■ ENTRIES SHOWN:

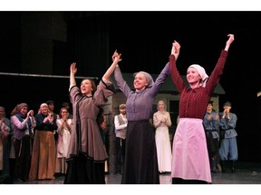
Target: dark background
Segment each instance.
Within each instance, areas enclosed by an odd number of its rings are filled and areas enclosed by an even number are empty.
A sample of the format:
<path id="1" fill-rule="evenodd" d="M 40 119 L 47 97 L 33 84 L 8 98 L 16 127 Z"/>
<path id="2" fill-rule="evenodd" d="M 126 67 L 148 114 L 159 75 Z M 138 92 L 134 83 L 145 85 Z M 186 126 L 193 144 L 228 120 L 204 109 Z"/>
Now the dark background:
<path id="1" fill-rule="evenodd" d="M 220 80 L 226 94 L 220 96 L 219 110 L 228 100 L 232 103 L 231 112 L 238 117 L 236 129 L 239 160 L 261 162 L 261 97 L 256 97 L 261 90 L 261 12 L 59 13 L 66 23 L 67 39 L 53 41 L 50 75 L 69 76 L 70 63 L 76 61 L 78 76 L 102 78 L 111 63 L 114 50 L 122 53 L 122 72 L 144 70 L 159 74 L 169 60 L 174 40 L 181 45 L 178 68 L 182 75 L 192 63 L 200 64 L 210 75 L 225 48 L 227 35 L 234 33 L 235 42 L 229 48 Z M 41 70 L 43 67 L 36 72 L 24 72 L 22 66 L 24 15 L 30 19 L 34 14 L 0 13 L 0 72 L 45 74 Z M 32 32 L 37 28 L 27 25 Z M 35 111 L 40 103 L 48 99 L 54 99 L 57 107 L 69 101 L 69 79 L 0 77 L 0 105 L 5 107 L 7 115 L 23 101 Z"/>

■ SET PROBLEM: Rewrite every item above with "dark background" changed to "black backdrop" and nothing else altered, leaving out the pictures.

■ ANSWER TO THIS PROBLEM:
Target: black backdrop
Segment each instance.
Within each instance, areas enclosed by an odd number of its rings are filled and areas enclosed by an even number are empty.
A sample of the format:
<path id="1" fill-rule="evenodd" d="M 40 119 L 47 97 L 33 84 L 8 98 L 16 127 Z"/>
<path id="2" fill-rule="evenodd" d="M 126 67 L 148 114 L 159 75 Z M 138 92 L 134 83 L 145 85 Z M 186 126 L 193 144 L 228 120 L 204 109 Z"/>
Now the black backdrop:
<path id="1" fill-rule="evenodd" d="M 220 80 L 226 94 L 220 96 L 219 110 L 228 100 L 232 103 L 231 112 L 238 117 L 236 129 L 239 160 L 261 162 L 261 97 L 256 97 L 261 90 L 261 12 L 59 13 L 66 23 L 67 39 L 53 41 L 50 75 L 69 76 L 70 63 L 76 61 L 78 76 L 102 78 L 111 63 L 114 50 L 122 53 L 122 72 L 144 70 L 159 74 L 169 60 L 174 40 L 181 45 L 178 68 L 182 75 L 192 63 L 200 64 L 210 75 L 225 48 L 227 35 L 234 33 L 235 42 L 229 48 Z M 41 70 L 43 67 L 36 72 L 24 72 L 22 66 L 24 15 L 30 19 L 34 14 L 0 13 L 0 72 L 45 74 Z M 32 32 L 37 28 L 27 25 Z M 35 111 L 40 103 L 48 99 L 54 99 L 57 107 L 69 101 L 69 79 L 0 77 L 0 105 L 5 107 L 7 115 L 23 101 Z"/>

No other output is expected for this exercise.